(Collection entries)

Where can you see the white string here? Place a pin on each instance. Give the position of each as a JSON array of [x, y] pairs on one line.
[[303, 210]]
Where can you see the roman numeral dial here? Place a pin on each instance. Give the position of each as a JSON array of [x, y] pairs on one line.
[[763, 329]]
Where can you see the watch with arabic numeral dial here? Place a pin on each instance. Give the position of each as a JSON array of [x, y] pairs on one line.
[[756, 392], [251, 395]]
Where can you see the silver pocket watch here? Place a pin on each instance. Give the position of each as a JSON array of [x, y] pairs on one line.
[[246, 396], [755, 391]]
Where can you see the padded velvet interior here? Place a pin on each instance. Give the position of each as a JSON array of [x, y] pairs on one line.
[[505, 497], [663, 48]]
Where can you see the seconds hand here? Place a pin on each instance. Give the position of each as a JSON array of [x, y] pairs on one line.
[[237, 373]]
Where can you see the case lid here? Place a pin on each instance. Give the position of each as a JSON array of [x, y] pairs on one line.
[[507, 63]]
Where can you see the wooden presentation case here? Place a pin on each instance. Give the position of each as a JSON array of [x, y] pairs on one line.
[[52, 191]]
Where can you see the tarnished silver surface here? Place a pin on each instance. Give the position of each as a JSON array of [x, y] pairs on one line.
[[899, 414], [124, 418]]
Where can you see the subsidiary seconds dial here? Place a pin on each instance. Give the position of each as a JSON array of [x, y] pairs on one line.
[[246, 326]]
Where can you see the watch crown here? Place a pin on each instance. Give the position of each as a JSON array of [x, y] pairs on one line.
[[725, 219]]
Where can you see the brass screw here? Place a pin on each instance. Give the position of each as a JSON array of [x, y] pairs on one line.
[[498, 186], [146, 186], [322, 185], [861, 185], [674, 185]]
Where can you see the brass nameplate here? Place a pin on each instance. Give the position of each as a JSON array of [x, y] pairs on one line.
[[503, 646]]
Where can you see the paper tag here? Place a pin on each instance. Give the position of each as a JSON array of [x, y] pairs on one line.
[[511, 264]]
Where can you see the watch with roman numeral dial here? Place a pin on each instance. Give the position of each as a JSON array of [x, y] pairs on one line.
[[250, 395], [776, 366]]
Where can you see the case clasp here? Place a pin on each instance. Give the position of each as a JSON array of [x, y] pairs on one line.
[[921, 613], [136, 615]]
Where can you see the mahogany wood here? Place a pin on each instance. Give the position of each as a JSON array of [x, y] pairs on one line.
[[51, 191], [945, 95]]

Requirement → Start at the line containing "Where can you see the subsidiary" and copy each line through the last one in the records, exactly and with nothing added.

Written solution →
Where can you see the subsidiary seconds dial here? Place a pin on each instance. Give the position of each as a JSON array of [x, y] pairs on one line.
[[246, 326]]
Where can you see the watch crown here? Place a pin on each instance. Give the position of each as a JSON array of [x, y] pairs on one line.
[[725, 219]]
Where can you see the brass screw here? Place a pin on each instance. Give the position of each as a JSON array of [x, y] pairs on one line.
[[498, 186], [146, 186], [322, 185], [861, 185], [674, 185]]
Where can you see the brass nameplate here? Place a pin on each instance. Give the position of each as a JSON array of [x, y] pairs on one line.
[[503, 646]]
Where can you see the paper tag here? Place a pin on each instance. Give the position of each as a JSON array of [x, y] pairs on one line.
[[511, 264]]
Where can you see the watch with roman numeral dial here? Place a pin on each instance. Give the position of each as a JSON array of [x, y] pairs on one line.
[[250, 395], [776, 366]]
Where can you see the case clasp here? Place a pin on each instance. Give the position of each as a JSON array of [x, y] pairs on one line.
[[921, 613], [136, 615]]
Where can you see the mahogany wood here? Place a pin on each instance. Give the position of each as a JSON array of [x, y] pairs on one line.
[[51, 191], [945, 95]]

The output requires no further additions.